__WHAT YOU WILL DO__.
All records should be reproduced verbatim.

__DATA RECORDS__.
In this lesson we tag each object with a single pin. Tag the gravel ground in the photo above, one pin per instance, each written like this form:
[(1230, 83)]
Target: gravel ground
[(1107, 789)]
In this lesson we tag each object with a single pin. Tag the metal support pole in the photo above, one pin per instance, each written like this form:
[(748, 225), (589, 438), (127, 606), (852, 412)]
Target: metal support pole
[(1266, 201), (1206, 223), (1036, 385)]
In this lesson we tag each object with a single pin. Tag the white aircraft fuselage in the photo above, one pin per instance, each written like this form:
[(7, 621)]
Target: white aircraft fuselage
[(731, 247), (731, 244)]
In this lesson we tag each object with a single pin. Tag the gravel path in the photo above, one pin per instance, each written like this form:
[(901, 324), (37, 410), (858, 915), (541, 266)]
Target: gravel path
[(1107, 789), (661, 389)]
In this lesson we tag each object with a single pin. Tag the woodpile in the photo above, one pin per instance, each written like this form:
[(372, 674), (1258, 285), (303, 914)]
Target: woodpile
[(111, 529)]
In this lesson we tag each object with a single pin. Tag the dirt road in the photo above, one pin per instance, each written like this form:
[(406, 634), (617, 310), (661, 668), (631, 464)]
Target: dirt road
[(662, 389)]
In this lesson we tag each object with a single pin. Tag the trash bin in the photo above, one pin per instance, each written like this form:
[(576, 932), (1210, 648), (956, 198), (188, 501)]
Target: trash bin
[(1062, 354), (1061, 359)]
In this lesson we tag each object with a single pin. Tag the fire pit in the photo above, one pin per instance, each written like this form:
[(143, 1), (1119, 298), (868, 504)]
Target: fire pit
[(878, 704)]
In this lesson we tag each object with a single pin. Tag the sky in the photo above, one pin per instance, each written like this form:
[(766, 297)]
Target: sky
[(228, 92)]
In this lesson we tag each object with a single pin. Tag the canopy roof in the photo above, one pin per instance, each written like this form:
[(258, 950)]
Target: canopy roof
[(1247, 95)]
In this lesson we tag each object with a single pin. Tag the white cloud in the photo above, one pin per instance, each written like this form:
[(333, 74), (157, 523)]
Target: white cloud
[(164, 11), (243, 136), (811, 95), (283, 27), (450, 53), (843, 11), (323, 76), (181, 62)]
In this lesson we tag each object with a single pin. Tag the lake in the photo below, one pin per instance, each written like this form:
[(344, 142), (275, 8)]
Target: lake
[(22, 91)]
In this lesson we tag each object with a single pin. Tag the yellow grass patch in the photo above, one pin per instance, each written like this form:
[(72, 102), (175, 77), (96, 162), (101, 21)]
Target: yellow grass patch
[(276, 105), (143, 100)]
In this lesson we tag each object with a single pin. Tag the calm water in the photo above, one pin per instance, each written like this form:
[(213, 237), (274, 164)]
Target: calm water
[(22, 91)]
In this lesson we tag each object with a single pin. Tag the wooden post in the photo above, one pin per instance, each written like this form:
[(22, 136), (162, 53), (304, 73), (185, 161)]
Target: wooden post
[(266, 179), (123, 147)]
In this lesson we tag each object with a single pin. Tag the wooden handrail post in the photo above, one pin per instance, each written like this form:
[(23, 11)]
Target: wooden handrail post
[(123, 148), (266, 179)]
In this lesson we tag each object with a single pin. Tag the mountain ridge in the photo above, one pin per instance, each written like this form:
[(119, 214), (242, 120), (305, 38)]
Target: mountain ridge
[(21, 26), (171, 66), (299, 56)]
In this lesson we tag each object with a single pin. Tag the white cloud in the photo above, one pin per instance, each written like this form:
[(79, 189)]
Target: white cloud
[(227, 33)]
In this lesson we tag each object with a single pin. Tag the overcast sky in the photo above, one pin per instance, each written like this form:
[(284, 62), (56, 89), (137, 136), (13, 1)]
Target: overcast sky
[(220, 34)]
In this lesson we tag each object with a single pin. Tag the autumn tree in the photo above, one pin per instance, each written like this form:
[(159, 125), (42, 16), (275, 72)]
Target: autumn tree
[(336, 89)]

__WRITTEN RESPONSE__.
In this lesson we tag each object with a single pin. Tag the gravel ground in the photo above, one pin per instance, each written like this form:
[(1230, 83)]
Target: gravel ground
[(1107, 789)]
In this lesson we tag each object with a single pin. Tag the metal support pole in the photo above, one pin per instance, each written like this form:
[(748, 225), (589, 438), (127, 606), (852, 412)]
Target: metal support pole
[(1266, 201), (1206, 223), (1036, 385)]
In this lesson we tag each object with a single pin. Tag the white aircraft fuselage in the photo above, one pin per instance, each written like this form:
[(7, 621)]
Target: white aircraft fuselage
[(731, 247), (731, 244)]
In this lesson we tag each object with a single pin. Tag the gravel path in the photo above, one pin per instance, each written like this form:
[(901, 324), (37, 410), (858, 915), (541, 266)]
Target: gravel path
[(1107, 789), (661, 389)]
In this lesson we tag each object with a single pin. Tag the woodpile in the photo above, one pin per instance, each written like this form:
[(372, 674), (1258, 285), (303, 914)]
Target: woodpile
[(111, 529)]
In this lesson we tag each object with a single pin. Tag the dirt road in the photo above, one pin per instance, each written like this form:
[(406, 634), (617, 310), (661, 668), (631, 464)]
Target: dirt road
[(662, 389)]
In this lesson we tag each object with a single pin. Tag the trash bin in the photo above, one pin per instance, each written like this form:
[(576, 932), (1210, 648), (956, 198), (188, 501)]
Target: trash bin
[(1062, 354), (1061, 359)]
In this lesson we tag each object with a single pin. Tag the fire pit in the photo above, one pin per instance, each written like this form:
[(143, 1), (1119, 298), (868, 504)]
Target: fire pit
[(878, 704)]
In this lesson we tag each object with a single pin. Tag the sky in the photo above, one pin per instance, each written like this form:
[(766, 297)]
Target: sky
[(228, 92)]
In this lesson we tag each object with a single pin. Tag the canopy roof in the photo above, one pin per instance, each written like this form:
[(258, 950)]
Target: canopy roof
[(1247, 95)]
In this lesson we tag each object with a single pin. Tag the white cloud in the photo above, one pin per instance, each written like this form:
[(333, 74), (157, 523)]
Target: white cloud
[(164, 11), (243, 136), (811, 95), (283, 27), (450, 53), (843, 11), (323, 76), (181, 62)]
In this lesson we tag each object with a single pin. Tag the lake in the photo below, one pin per instance, each written like this form:
[(344, 142), (275, 8)]
Target: lake
[(22, 91)]
In this lesson we tag each object with a single pin. Tag the yellow grass patch in the photo above, one pin per instance, each written like this form:
[(72, 102), (175, 77), (96, 162), (101, 21)]
Target: yellow grass patch
[(276, 105), (143, 100)]
In this lesson we tag each object with a single pin. Tag the calm water in the photo above, one pin per instance, each written like this form:
[(213, 237), (274, 164)]
Target: calm water
[(22, 91)]
In this lesson we tag each object with a single pin. Tag the wooden post in the photo above, one pin per instance, each written like this form:
[(22, 136), (162, 53), (304, 73), (185, 161)]
Target: wooden post
[(266, 179), (123, 147)]
In this lesson we tag each object with a single pin. Tag the wooden handrail post in the photo above, one pin per instance, each written like this form:
[(23, 11)]
Target: wooden handrail post
[(123, 148), (266, 179)]
In this lesson we tag each object with a single pin. Tag the mountain ridge in the photo above, one pin per instance, each written like this form:
[(119, 214), (242, 120), (305, 38)]
Target: mountain ridge
[(21, 26), (171, 66), (299, 56)]
In this lesson we tag each object with a single pin. Tag the white cloud in the photo above, one pin per instance, each written like this form:
[(79, 189)]
Target: white cloud
[(227, 33)]
In this lesson we tag each object with a single pin. Tag the overcast sky in the photo above, one pin per instance, each written like this form:
[(284, 62), (56, 89), (137, 136), (13, 1)]
Target: overcast sky
[(220, 34)]
In this lesson we tag each object with a single pin. Tag the autumn tree in the photo above, one pin per instance, each written like this form:
[(159, 125), (42, 16), (275, 72)]
Target: autumn tree
[(336, 89)]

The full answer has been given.